Referring expression data
═══

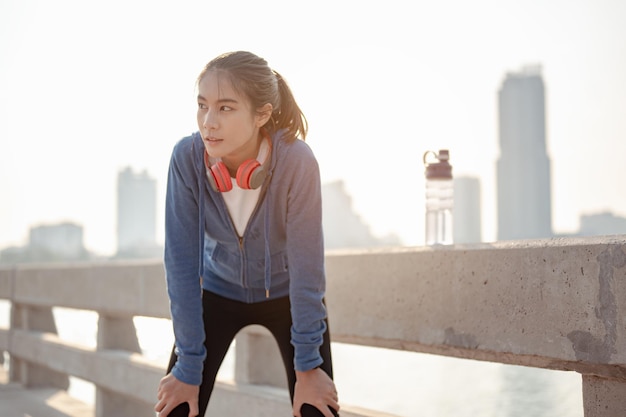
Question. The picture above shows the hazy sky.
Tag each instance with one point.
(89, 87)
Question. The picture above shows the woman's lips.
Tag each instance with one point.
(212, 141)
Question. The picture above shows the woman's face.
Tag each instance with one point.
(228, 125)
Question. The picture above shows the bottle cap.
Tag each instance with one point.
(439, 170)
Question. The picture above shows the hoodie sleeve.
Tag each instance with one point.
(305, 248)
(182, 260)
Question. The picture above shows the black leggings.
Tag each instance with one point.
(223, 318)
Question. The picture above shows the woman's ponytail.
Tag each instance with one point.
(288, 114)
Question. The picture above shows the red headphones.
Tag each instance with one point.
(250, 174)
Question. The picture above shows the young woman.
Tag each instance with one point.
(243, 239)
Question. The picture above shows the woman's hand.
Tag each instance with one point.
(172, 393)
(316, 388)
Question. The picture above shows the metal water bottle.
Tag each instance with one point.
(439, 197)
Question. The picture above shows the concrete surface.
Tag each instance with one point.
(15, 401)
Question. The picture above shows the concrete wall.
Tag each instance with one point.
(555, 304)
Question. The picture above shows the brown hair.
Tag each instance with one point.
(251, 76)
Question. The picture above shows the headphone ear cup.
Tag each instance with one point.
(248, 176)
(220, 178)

═══

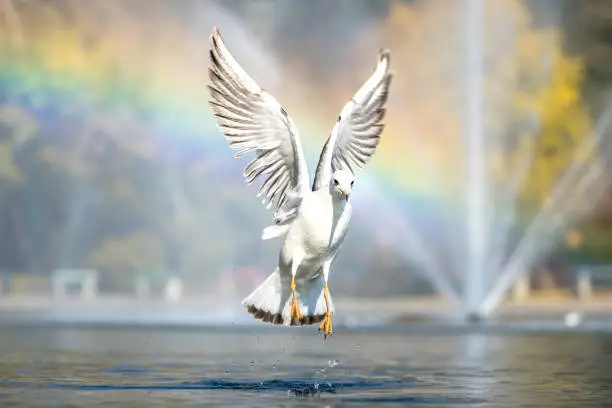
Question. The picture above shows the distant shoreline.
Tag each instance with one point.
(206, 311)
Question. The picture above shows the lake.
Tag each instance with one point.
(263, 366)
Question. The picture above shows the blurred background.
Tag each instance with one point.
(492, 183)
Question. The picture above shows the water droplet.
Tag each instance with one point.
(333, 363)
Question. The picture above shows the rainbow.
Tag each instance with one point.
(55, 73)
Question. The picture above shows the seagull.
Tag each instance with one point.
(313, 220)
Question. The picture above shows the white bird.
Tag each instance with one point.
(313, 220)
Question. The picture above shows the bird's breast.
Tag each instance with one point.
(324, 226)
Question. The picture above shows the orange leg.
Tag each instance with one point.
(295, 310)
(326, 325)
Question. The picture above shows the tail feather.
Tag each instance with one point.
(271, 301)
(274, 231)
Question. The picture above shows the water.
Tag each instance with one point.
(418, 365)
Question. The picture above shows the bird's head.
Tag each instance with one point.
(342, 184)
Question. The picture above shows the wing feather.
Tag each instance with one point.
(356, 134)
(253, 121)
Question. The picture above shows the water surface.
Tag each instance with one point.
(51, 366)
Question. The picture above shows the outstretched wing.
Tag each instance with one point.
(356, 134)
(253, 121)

═══

DIRECTIONS:
Each line of the data that contains "water" belongs in the answer.

OUTPUT FOR THIS TASK:
Question. The picture above shows the metal water bottle.
Question. The picture above shows the water droplet.
Question. The picture above shows the water.
Question. The picture above shows the water surface.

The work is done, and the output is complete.